WRITTEN PROBLEM A
According to the judgment, on what date did the claimant lend £300,000 to the first defendant?

SELECTION
Claim No: 2012 - 1349
Royal Courts of Justice
Strand
London WC2A 2LL
BEFORE:
MR C EDELMAN QC
(SITTING AS A DEPUTY JUDGE OF THE HIGH COURT)
BETWEEN:
OPUS PROPERTY FINANCE LIMITED
Claimant
- and -
(1) ARCA HOMES LIMITED
(2) MR STEPHEN CHARLES AGGATT
Defendant
Digital Transcript of Wordwave International, a Merrill Corporation Company
165 Fleet Street, 8th Floor, London, EC4A 2DY
Tel No: 020 7421 4046 Fax No: 020 7422 6134
Web: www.merrillcorp.com/mls Email: mlstape@merrillcorp.com
(Official Shorthand Writers to the Court)
MR G ROTHSCHILD (instructed by Messrs Watson Farley & Williams) appeared on behalf of the Claimant
THE SECOND DEFENDANT appeared in person
Judgment
THE DEPUTY JUDGE:
I have before me an application for summary judgment by Opus Property Finance Limited against Arca Homes Limited, the first defendant, and Stephen Charles Aggatt, the second defendant. The claim against the first defendant is for repayment of principal together with interest, fees and costs due under a loan agreement dated 26 September 2007 and the claim against the second defendant is in his capacity as guarantor of the first defendant’s obligations, the guarantee being limited to the sum of £300,000 plus default interest since the date of demand for payment.
The background facts, as the claimant avers them to be, are helpfully set out in the skeleton argument prepared by Mr Rothschild, who appeared for the claimant. The claimant lent £300,000 to the first defendant on 28 September 2007 for funding the purchase of property in Portugal. The loan was repayable on demand. The first defendant had indicated that the funds were required for not more than 90 days and this was reflected in clause 4.1 of the loan agreement which the claimant sent to the first defendant for signature. The agreement recorded that interest was at the rate of 3 per cent per month, with default interest on overdue sums of 3 per cent per annum above that rate. In addition there was a fee for the claimants of €100,000 due 18 months after drawdown and the claimant's costs and expenses were payable on demand. The default on repayment of this loan occurred when the first interest payment was due on 28 October 2007. In fact nothing has ever been paid with the result that very substantial sums became and remain outstanding from the first defendant and the second defendant, on the face of it, would be liable on his guarantee.
The action was started in October 2012 following a demand for payment and the first defendant and the second defendant put in defences which purported to suggest that there was some form of forbearance in relation to the loan, but that has not been pursued before me today by Mr Aggatt, the second defendant, who appeared to represent himself today and I also gave him permission to represent the first defendant as he is a director of the company. The defence for the first defendant also said that it would seek to have sight of the loan agreement and would question the amounts claimed by the claimant, but in the defence there was no suggestion that there was no signature on the loan agreement.

RECORDS FOR THIS EXERCISE
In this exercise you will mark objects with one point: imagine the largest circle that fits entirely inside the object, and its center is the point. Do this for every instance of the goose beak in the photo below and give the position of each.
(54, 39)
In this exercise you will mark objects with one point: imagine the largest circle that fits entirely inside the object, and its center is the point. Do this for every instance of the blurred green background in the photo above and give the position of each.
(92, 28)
==
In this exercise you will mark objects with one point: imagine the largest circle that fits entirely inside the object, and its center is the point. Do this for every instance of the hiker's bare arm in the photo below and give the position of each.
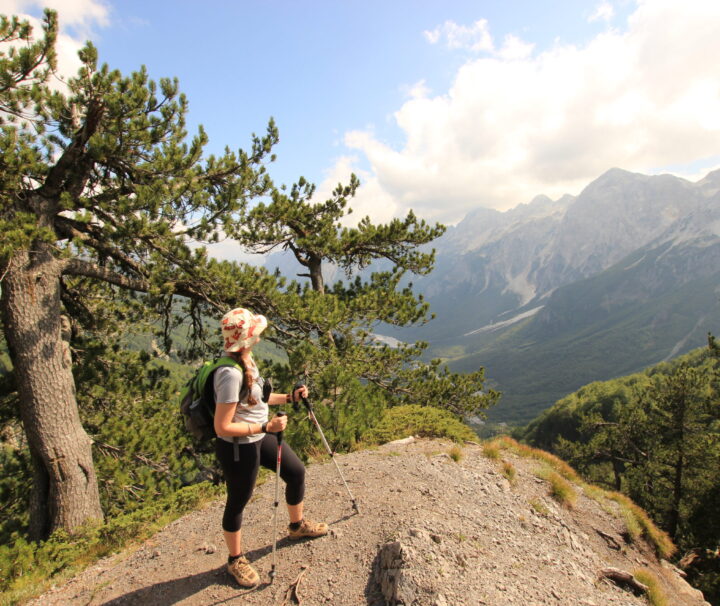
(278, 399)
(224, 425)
--
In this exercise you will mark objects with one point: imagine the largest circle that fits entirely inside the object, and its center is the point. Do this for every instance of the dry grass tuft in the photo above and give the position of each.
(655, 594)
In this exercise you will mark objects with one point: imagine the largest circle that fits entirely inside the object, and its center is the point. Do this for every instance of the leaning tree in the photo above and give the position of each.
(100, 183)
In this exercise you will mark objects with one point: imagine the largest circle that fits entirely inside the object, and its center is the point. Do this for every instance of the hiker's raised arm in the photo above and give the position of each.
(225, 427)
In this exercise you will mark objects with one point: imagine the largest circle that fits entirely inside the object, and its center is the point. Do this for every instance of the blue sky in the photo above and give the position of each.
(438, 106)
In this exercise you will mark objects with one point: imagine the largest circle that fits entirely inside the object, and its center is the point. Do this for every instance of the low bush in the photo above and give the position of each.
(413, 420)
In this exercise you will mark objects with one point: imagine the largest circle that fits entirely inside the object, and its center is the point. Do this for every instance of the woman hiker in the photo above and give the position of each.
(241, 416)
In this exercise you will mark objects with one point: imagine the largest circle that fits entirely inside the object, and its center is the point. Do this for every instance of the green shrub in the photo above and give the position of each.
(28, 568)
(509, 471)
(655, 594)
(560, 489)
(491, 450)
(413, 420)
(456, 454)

WRITTEN PROBLEM B
From the listing, pick out every line that contains the word "blue", treating case as significant, and copy each such line.

RESULT A
28 September 2007

RESULT B
In this exercise you will mark objects with one point: imagine the largest circle that fits entirely inside the object, and its center is the point. Do this for every instance of the blue sky in the photo above and give the position of each.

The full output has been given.